[start Material shown]

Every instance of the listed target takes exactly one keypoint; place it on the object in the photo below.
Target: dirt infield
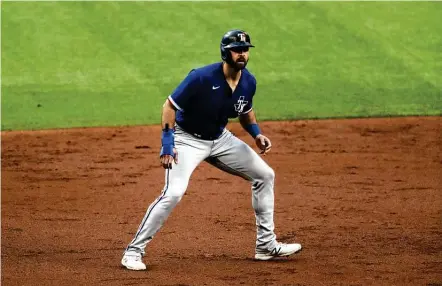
(363, 196)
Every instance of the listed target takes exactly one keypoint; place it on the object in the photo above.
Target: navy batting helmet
(233, 39)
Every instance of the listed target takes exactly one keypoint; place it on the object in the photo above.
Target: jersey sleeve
(248, 107)
(184, 91)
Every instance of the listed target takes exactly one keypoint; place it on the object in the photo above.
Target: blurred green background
(77, 64)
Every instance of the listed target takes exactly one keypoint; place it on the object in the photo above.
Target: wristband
(253, 130)
(167, 142)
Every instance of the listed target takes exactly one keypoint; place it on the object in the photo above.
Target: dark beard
(240, 64)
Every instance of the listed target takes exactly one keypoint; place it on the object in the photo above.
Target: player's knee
(267, 175)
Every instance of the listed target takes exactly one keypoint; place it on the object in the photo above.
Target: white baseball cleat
(132, 261)
(280, 250)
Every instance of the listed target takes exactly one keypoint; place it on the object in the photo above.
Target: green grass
(73, 64)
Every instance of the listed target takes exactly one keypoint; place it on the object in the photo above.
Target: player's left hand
(263, 143)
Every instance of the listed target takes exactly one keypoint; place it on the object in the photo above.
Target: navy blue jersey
(205, 101)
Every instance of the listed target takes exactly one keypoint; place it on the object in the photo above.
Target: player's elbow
(168, 105)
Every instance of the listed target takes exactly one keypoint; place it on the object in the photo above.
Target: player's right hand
(167, 160)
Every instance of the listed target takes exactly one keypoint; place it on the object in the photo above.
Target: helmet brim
(238, 44)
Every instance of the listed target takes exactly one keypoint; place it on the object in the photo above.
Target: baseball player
(194, 118)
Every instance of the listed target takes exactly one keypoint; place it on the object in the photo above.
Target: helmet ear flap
(223, 53)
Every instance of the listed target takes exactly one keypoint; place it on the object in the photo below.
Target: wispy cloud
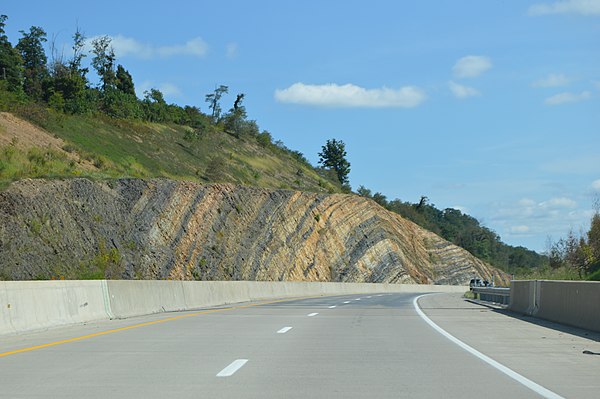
(582, 7)
(349, 95)
(461, 91)
(471, 66)
(560, 202)
(567, 97)
(552, 80)
(552, 217)
(127, 46)
(232, 50)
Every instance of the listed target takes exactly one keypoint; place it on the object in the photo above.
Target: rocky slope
(159, 229)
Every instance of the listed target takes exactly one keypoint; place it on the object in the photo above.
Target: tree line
(578, 252)
(62, 83)
(462, 230)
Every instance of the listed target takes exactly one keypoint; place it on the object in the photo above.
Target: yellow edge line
(149, 323)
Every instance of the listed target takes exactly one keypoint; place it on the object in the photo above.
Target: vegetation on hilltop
(121, 135)
(108, 132)
(463, 230)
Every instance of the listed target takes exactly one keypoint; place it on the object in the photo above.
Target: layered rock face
(160, 229)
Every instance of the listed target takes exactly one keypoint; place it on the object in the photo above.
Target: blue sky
(491, 107)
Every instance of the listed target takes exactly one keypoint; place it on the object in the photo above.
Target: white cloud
(232, 50)
(127, 46)
(552, 80)
(461, 208)
(527, 202)
(461, 91)
(561, 202)
(521, 229)
(583, 7)
(563, 98)
(349, 95)
(471, 66)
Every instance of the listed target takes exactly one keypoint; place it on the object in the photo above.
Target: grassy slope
(126, 148)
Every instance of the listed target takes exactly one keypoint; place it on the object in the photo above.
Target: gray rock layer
(164, 229)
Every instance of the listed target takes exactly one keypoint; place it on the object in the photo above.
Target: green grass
(129, 148)
(547, 273)
(36, 162)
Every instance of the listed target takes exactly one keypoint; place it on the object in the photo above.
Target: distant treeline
(462, 230)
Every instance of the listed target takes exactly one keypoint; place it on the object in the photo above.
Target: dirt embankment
(159, 229)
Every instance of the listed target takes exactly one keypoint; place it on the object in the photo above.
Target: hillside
(157, 229)
(103, 147)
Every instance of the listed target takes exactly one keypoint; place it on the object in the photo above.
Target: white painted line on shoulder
(232, 368)
(546, 393)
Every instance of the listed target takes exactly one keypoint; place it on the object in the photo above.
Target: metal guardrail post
(492, 294)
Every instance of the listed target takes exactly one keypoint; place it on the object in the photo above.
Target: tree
(11, 64)
(124, 81)
(213, 100)
(594, 238)
(67, 84)
(32, 52)
(333, 156)
(156, 106)
(364, 192)
(104, 61)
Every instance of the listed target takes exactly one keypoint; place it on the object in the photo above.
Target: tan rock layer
(160, 229)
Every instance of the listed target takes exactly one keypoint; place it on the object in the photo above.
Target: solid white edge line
(500, 367)
(232, 368)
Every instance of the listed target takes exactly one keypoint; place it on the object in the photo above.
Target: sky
(490, 107)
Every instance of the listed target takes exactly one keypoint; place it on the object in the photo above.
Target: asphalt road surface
(367, 346)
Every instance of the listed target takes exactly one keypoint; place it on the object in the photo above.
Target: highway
(360, 346)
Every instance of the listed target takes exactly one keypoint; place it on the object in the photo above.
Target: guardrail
(492, 294)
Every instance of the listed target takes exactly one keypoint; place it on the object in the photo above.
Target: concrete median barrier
(575, 303)
(35, 305)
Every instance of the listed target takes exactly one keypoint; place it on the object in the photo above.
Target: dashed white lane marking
(232, 368)
(546, 393)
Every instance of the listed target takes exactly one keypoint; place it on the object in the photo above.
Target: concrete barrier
(35, 305)
(575, 303)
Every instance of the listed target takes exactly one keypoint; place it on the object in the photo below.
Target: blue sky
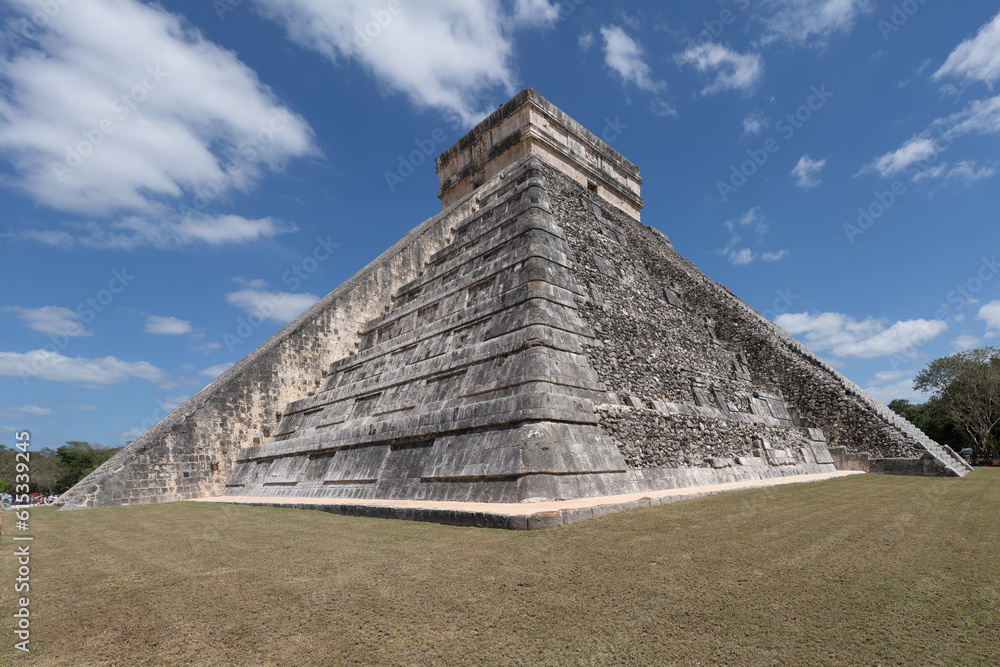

[end Material shown]

• Challenge:
Pull out every line of the entries above that contains the word "navy", matching case exactly.

• Exercise answer:
Target: navy batting helmet
Target: navy blue jersey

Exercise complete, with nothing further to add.